Only two guest rooms were preserved during the restoration: the famous ninth-floor "smoke-filled room" and the original tenth-floor presidential suite. They both retained their original floors, fireplaces, and structural shapes. However, the Presidential Suite's famed hidden passage behind the fireplace—which allowed the president to exit through the hotel's eastern stairwell unnoticed—has been converted into closet space. Notable features that failed to survive the renovation were a barbershop, which has been converted to a rentable meeting room named "the barbershop", and the theater, which was converted to the Blackstone's bar and restaurant.
The Blackstone Hotel was designed by architect Benjamin Marshall, of Marshall and Fox, in 1909. Sources vary as to the precise style in which Marshall designed the building. According to the Landmarks Division of the City of Chicago's Department of Planning and Development, the hotel's exterior and interior are considered an excellent example of neoclassical Beaux-Arts architecture; the nomination form for the building's listing on the U.S. National Register of Historic Places classifies the structure as distinctly Second Empire. However, the two styles are related, and the Blackstone Hotel demonstrates elements from both schools. The design was influenced by Marshall's trip to Paris, after which he completed the hotel.
The Blackstone is a 22-floor rectangular structure and its structural steel frame is cased in tile and plaster fireproofing. On the exterior south and east (front) elevations is a one-story base of pink granite, with high arched openings; it supports the red brick- and terra cotta-trimmed building shaft. Above the granite base are four stories of white, glazed terra cotta. The large windows of the second and third floor, which once poured natural light into the lobby, ballroom, and restaurants, have mostly been covered for a theater. The majority of the building rises as a 12-story shaft of red brick dotted with white, terra cotta window surrounds; above this section is a belt course of terra cotta and two stories of red brick. Above this, the original design included an intermediate terra cotta cornice topped by a cast iron railing. This has been removed and replaced with red brick and white glazed brick, flush with the rest of the building. The mansard roof was originally decorated with small spires around the perimeter, and 2 very tall flagpoles.
In addition to its celebrity guests and its contributions to political parlance, the Blackstone has a place in popular culture. Among its uses in cinema, it hosted the banquet where Al Capone smashes a guest's head with a baseball bat in the Brian De Palma film The Untouchables, a party in The Hudsucker Proxy, and Tom Cruise's pre-pool tourney stay in The Color of Money. Also, the 1996–2000 television series Early Edition was set in this building, featuring a man who lives in the hotel and receives the newspaper a day in advance. During the 1980s and 1990s, the hotel was the home of Joe Segal's Jazz Showcase, the premiere Chicago host of international jazz stars including Ahmad Jamal, Dizzy Gillespie, Jay McShann, and Johnny Griffin, to name only a very few.

What the task requires ▸
Decide whether each statement below agrees with the Blackstone Hotel text. Answer yes or no for each, and quote the words of the text that settle it. (a) The hidden passage behind the Presidential Suite's fireplace is now used as closet space. (b) The nomination form for the National Register of Historic Places classifies the structure as Beaux-Arts. (c) The original intermediate terra cotta cornice remains on the building.

Available data ▸

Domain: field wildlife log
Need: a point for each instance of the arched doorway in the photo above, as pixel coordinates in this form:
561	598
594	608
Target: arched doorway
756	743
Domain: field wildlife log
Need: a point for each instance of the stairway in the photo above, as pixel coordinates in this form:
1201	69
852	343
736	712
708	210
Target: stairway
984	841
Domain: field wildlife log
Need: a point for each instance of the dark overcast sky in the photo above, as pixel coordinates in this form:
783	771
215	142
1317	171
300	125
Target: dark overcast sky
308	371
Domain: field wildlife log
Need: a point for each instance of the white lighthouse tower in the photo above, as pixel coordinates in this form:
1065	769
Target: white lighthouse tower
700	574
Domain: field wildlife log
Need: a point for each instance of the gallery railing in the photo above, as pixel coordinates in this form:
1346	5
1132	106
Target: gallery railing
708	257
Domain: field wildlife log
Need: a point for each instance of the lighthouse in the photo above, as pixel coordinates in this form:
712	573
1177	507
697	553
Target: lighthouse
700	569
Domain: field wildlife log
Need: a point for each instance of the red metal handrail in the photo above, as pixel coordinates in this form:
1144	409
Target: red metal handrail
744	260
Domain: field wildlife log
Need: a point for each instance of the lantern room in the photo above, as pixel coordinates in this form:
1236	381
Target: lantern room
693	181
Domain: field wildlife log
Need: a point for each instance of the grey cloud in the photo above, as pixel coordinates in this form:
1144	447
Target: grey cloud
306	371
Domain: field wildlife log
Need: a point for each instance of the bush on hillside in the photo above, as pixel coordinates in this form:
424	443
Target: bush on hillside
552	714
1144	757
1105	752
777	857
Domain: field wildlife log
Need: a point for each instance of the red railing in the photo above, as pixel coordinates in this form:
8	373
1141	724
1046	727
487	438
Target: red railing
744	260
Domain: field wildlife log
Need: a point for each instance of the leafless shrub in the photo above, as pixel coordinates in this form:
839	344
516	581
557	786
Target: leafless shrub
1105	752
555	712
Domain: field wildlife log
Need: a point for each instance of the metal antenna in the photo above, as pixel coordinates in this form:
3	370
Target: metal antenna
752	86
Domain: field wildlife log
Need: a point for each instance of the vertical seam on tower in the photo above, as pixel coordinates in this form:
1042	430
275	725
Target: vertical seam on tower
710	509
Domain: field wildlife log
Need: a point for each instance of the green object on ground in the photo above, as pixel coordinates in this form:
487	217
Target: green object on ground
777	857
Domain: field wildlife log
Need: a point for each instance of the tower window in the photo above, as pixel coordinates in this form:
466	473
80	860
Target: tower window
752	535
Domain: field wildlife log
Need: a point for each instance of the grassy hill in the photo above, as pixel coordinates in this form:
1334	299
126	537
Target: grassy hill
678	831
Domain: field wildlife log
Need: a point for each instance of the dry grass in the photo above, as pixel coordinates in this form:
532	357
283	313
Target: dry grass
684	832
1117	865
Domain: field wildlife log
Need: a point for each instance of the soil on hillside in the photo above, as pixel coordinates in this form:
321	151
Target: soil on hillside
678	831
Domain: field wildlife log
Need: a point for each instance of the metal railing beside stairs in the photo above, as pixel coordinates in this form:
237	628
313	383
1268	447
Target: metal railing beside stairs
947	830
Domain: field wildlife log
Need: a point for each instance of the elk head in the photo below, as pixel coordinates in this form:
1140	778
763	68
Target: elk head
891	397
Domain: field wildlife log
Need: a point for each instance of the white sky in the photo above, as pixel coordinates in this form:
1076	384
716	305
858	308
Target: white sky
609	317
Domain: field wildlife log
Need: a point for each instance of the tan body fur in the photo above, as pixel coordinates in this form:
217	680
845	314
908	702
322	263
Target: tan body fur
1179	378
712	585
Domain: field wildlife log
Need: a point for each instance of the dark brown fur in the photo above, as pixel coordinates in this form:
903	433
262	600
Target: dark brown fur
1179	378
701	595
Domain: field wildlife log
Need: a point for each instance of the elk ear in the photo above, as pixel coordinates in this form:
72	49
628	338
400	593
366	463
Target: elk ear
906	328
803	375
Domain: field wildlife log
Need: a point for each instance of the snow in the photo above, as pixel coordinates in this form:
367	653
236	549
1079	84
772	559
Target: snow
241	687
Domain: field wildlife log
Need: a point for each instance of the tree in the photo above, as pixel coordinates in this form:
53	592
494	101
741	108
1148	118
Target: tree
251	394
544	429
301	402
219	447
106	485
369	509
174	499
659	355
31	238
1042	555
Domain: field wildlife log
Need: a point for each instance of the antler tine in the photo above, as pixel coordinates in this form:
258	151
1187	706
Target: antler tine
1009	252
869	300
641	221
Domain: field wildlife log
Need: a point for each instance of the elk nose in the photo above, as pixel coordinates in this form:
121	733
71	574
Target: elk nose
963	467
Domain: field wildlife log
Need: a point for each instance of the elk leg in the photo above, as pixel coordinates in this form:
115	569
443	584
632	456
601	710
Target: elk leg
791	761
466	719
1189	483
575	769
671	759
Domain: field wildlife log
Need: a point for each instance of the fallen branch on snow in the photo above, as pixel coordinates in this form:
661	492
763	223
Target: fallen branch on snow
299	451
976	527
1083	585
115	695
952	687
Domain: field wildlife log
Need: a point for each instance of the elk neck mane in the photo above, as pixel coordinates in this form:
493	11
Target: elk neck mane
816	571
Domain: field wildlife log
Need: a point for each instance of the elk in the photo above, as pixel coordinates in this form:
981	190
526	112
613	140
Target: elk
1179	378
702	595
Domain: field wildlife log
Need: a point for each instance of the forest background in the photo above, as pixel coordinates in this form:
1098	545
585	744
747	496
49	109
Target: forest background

Solution to this exercise ▸
(a) Yes: "has been converted into closet space"
(b) No: "classifies the structure as distinctly Second Empire"
(c) No: "This has been removed and replaced with red brick and white glazed brick"